*DIRECTIONS FOR THIS TASK:* Look through the lines below; wherever the word "wheel" appears, copy that line.

*MATERIALS PROVIDED:*

*-*-*

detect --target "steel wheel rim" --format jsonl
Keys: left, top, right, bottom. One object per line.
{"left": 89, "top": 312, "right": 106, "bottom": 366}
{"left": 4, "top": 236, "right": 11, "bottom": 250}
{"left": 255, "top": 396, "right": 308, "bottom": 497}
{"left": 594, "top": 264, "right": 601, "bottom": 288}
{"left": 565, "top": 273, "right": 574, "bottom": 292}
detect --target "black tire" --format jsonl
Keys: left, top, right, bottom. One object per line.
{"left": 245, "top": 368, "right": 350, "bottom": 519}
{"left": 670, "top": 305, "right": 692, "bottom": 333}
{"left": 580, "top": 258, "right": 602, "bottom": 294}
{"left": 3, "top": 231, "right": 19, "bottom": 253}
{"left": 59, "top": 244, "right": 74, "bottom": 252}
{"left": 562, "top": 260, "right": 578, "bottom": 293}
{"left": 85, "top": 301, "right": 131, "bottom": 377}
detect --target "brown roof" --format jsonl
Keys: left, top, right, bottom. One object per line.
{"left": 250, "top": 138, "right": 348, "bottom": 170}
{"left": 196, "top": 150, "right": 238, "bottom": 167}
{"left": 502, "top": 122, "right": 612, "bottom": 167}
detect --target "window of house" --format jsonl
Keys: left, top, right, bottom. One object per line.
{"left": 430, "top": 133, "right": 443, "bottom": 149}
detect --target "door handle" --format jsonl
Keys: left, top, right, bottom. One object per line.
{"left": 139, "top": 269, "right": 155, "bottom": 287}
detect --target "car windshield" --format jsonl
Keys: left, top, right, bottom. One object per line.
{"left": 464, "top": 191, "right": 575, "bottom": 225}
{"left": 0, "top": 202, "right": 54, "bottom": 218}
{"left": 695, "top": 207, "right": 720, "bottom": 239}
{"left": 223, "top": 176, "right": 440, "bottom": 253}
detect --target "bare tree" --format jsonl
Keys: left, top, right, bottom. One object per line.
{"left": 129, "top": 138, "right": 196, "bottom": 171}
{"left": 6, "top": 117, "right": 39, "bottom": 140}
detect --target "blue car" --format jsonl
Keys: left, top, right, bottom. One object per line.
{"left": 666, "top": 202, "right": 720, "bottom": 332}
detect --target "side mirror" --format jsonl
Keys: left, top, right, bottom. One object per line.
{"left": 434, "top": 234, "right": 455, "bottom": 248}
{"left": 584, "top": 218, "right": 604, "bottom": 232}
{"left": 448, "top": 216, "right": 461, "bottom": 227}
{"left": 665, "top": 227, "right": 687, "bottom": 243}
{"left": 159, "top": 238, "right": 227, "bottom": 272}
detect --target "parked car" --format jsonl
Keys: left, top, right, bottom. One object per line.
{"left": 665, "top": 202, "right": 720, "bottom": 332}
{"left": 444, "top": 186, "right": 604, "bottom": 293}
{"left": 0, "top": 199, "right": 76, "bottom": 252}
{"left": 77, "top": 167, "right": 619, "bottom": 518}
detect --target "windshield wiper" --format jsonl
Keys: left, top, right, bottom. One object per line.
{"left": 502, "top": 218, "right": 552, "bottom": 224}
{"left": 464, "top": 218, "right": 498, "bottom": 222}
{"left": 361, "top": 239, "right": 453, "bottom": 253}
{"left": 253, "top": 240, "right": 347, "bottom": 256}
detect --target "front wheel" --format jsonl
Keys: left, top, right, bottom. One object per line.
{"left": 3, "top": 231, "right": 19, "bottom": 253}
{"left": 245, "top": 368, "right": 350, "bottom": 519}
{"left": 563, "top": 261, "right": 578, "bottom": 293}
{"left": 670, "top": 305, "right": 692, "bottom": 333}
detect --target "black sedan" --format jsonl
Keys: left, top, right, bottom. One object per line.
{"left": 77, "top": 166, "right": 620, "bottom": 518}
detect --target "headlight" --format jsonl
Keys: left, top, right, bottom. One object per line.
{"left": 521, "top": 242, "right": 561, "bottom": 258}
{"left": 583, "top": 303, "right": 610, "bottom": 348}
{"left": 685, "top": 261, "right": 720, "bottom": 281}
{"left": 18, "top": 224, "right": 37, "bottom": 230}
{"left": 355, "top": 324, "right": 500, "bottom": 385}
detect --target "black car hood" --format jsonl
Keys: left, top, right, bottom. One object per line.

*-*-*

*SOLVED PROBLEM:*
detect --target "steel wheel rim" --format jsonl
detect --target "front wheel" --format jsonl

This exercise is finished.